§ Task to complete: How would you say this sentence from the AI governance post below in Spanish: "Here is a broad sketch of how I’d like AI governance to go."

§ Text passage:
>> START

Richard_Ngo comments on Richard Ngo’s Shortform

Richard_Ngo 9 Jun 2025 21:38 UTC
29 points
2
Here is a broad sketch of how I’d like AI governance to go. I’ve written this in the form of a “plan” but it’s not really a sequential plan, more like a list of the most important things to promote.
1. Identify mechanisms by which the US government could exert control over the most advanced AI systems without strongly concentrating power. For example, how could the government embed observers within major AI labs who report to a central regulatory organization, without that regulatory organization having strong incentives and ability to use their power against their political opponents?
  1. In practice I expect this will involve empowering US elected officials (e.g. via greater transparency) to monitor and object to misbehavior by the executive branch.
2. Create common knowledge between the US and China that the development of increasingly powerful AI will magnify their own internal conflicts (and empower rogue states) disproportionately more than it empowers them against each other. So instead of a race to world domination, in practice they will face a “race to stay standing”.
  1. Rogue states will be empowered because human lives will be increasingly fragile in the face of AI-designed WMDs. This means that rogue states will be able to threaten superpowers with “mutually assured genocide” (though I’m a little wary of spreading this as a meme, and need to think more about ways to make it less self-fulfilling).
3. Set up channels for flexible, high-bandwidth cooperation between AI regulators in China and the US (including the “AI regulators” in each who try to enforce good behavior from the rest of the world).

>> END

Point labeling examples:
>> START

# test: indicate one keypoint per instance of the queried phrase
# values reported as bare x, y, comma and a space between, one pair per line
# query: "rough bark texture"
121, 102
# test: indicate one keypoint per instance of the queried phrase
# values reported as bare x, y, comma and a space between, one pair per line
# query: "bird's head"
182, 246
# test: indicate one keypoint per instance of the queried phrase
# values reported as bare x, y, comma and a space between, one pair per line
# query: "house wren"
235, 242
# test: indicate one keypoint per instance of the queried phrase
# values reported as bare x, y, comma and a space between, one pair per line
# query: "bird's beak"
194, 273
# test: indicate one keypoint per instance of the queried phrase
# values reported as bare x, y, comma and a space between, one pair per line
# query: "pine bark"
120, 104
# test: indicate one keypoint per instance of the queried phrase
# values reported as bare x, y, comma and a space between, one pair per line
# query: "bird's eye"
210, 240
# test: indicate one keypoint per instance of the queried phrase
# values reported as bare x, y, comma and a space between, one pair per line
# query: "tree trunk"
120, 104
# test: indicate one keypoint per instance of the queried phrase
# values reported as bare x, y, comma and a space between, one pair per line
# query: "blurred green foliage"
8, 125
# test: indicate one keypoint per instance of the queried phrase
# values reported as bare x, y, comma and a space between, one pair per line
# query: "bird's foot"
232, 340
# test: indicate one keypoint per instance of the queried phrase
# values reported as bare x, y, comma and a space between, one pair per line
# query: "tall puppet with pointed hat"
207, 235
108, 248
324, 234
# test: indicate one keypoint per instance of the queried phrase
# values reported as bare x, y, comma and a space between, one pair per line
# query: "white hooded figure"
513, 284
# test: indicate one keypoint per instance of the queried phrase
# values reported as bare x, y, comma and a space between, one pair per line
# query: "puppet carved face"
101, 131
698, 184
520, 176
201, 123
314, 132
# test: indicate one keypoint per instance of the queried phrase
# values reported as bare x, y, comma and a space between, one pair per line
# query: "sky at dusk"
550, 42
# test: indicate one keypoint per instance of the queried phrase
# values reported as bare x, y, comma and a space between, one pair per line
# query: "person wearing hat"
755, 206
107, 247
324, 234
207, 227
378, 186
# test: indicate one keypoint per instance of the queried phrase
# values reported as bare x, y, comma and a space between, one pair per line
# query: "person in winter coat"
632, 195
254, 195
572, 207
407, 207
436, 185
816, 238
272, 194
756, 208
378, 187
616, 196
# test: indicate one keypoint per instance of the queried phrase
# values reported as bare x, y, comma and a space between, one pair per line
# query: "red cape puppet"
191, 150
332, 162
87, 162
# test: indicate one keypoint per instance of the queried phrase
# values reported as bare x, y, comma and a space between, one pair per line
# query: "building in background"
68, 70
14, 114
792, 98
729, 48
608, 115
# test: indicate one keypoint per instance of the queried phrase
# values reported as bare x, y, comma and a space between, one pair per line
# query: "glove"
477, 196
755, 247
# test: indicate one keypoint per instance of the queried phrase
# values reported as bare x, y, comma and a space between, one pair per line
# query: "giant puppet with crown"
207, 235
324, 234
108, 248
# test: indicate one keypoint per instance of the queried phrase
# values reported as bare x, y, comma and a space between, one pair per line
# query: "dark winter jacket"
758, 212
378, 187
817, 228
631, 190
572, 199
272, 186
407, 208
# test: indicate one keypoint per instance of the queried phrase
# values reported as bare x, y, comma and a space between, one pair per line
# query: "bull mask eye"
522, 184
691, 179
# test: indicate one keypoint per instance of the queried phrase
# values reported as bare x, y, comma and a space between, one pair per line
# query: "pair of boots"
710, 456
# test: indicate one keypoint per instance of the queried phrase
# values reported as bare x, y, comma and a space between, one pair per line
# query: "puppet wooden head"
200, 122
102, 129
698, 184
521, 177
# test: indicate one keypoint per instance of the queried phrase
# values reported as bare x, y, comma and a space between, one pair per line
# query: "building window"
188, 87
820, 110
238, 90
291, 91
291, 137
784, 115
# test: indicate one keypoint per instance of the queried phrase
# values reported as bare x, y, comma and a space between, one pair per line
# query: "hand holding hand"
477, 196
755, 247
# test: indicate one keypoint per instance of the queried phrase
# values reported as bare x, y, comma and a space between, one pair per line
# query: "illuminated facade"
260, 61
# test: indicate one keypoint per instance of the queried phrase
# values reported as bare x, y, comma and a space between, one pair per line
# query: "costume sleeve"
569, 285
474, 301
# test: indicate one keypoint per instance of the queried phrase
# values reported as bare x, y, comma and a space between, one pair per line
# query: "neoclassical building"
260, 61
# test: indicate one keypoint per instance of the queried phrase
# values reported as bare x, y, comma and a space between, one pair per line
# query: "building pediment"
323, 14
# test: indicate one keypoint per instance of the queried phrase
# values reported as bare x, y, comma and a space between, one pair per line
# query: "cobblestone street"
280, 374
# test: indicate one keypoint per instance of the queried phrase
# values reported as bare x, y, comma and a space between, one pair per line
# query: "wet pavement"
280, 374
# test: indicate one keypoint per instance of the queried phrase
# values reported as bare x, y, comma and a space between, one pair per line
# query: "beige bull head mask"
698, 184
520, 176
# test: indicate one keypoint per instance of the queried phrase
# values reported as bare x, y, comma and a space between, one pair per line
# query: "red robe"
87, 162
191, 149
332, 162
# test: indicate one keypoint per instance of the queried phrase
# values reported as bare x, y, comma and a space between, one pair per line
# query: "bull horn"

>> END

§ Solution: Aquí hay un esbozo general de cómo me gustaría que evolucionara la gobernanza de la IA.